**TASK TO COMPLETE**. An exact copy of every entry is what's needed, so please transcribe them all.

(Dataset items)
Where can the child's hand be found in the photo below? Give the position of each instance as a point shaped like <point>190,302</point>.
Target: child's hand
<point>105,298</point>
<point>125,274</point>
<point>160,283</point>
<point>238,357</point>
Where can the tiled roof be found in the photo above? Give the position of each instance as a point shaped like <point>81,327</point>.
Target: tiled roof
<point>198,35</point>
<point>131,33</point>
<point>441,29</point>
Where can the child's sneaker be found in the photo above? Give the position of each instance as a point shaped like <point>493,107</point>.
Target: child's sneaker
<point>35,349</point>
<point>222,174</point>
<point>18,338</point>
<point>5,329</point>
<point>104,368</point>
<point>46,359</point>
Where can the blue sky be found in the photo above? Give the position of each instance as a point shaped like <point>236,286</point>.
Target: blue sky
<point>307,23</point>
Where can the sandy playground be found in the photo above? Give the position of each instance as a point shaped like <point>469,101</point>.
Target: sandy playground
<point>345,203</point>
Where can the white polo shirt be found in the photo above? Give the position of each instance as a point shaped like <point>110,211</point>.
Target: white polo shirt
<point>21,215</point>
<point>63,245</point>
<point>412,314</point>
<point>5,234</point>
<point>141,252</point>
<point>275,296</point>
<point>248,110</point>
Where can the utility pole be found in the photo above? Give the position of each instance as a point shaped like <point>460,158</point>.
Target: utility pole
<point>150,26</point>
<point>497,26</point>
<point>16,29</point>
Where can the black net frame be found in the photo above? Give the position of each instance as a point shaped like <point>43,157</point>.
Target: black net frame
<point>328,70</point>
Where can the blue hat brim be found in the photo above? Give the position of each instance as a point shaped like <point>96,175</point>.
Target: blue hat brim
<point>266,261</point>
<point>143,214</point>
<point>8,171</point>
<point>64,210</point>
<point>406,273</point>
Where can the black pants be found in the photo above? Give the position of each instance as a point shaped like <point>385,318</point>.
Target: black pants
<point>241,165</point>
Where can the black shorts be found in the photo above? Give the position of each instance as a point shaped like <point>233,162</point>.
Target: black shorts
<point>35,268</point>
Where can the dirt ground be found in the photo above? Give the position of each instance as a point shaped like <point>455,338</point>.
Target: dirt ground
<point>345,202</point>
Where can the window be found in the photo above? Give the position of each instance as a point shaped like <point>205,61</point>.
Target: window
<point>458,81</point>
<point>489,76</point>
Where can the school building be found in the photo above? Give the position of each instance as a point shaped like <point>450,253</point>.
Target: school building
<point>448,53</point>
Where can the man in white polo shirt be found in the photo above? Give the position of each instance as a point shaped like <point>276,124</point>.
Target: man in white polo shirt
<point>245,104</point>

**RESPONSE**.
Where can the child's hand be found in the photo below? Give the position of each instance as a point shaped like <point>190,302</point>.
Target: child's hand
<point>105,298</point>
<point>125,274</point>
<point>160,283</point>
<point>238,357</point>
Where can the tiled roof be found in the photo above? Give the position of each instance as a point shaped like <point>81,327</point>.
Target: tiled roof
<point>198,35</point>
<point>131,33</point>
<point>441,29</point>
Where can the child's sneaker be found in the photo above? Give the position of each instance as a point shaped like <point>493,107</point>.
Target: child's sneaker
<point>35,349</point>
<point>222,174</point>
<point>18,338</point>
<point>5,329</point>
<point>104,368</point>
<point>46,359</point>
Where can the blue sky be found in the photo above? Give the position of each instance as a point shaped like <point>236,286</point>.
Target: blue sky
<point>307,23</point>
Where can the sandy playground be found in the photo above? Give the position of each instance as a point shaped like <point>469,101</point>.
Target: sandy playground
<point>345,203</point>
Where can the white polo shirt be found in the photo above? Give the position of each instance as a point shaped like <point>110,211</point>.
Target: white polo shirt
<point>21,215</point>
<point>63,245</point>
<point>412,314</point>
<point>5,234</point>
<point>141,252</point>
<point>275,296</point>
<point>248,110</point>
Where can the utility pole be found in the photo above? Give the position of each instance as a point shaped like <point>460,158</point>.
Target: utility pole
<point>150,26</point>
<point>497,26</point>
<point>16,29</point>
Where can the black net frame be found in the photo above? Give the position of each instance as a point shaped like <point>43,157</point>.
Target: black net frame
<point>328,70</point>
Where can the blue hat brim be found in the photo above? Give the position of each instance as a point shaped like <point>96,175</point>.
Target: blue hat brim
<point>266,261</point>
<point>143,214</point>
<point>8,171</point>
<point>64,210</point>
<point>406,273</point>
Where can the black pants be found in the photo above? Give the position of each instance as a point shaped like <point>385,318</point>.
Target: black pants
<point>241,165</point>
Where can the black shorts be found in the photo above? Give the position of each instance as a point shaped like <point>233,162</point>.
Target: black shorts
<point>35,268</point>
Where can the dirt ground be found in the photo above? Give the position of each instance as a point shaped like <point>455,338</point>.
Target: dirt ground
<point>345,202</point>
Where can the window be found in the photo above? Give the position of each instance as a point shaped like <point>205,61</point>.
Target: window
<point>458,81</point>
<point>489,76</point>
Where can the school building be found in the photo above? Give the position of each instance as a point shaped like <point>450,253</point>.
Target: school building
<point>448,53</point>
Where can the man in white polo shirt be found in the photo above? Give the position of each instance as a point shaped like <point>276,124</point>.
Target: man in white polo shirt
<point>245,104</point>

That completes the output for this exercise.